- _Task material_:
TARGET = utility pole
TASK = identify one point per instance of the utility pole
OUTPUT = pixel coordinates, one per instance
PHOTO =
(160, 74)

...

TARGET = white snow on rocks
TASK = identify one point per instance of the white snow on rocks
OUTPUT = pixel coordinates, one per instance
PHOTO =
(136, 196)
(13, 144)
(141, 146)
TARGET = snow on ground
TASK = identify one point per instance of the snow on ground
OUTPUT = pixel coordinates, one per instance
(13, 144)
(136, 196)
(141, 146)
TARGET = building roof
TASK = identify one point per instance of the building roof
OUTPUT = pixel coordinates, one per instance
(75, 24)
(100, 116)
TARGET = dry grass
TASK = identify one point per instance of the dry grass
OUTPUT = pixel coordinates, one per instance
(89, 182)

- _Exercise directions_: List every line from the items above that contains the string "building".

- _Solution to this problem_:
TARGET = building roof
TASK = identify one point per instance of the building roof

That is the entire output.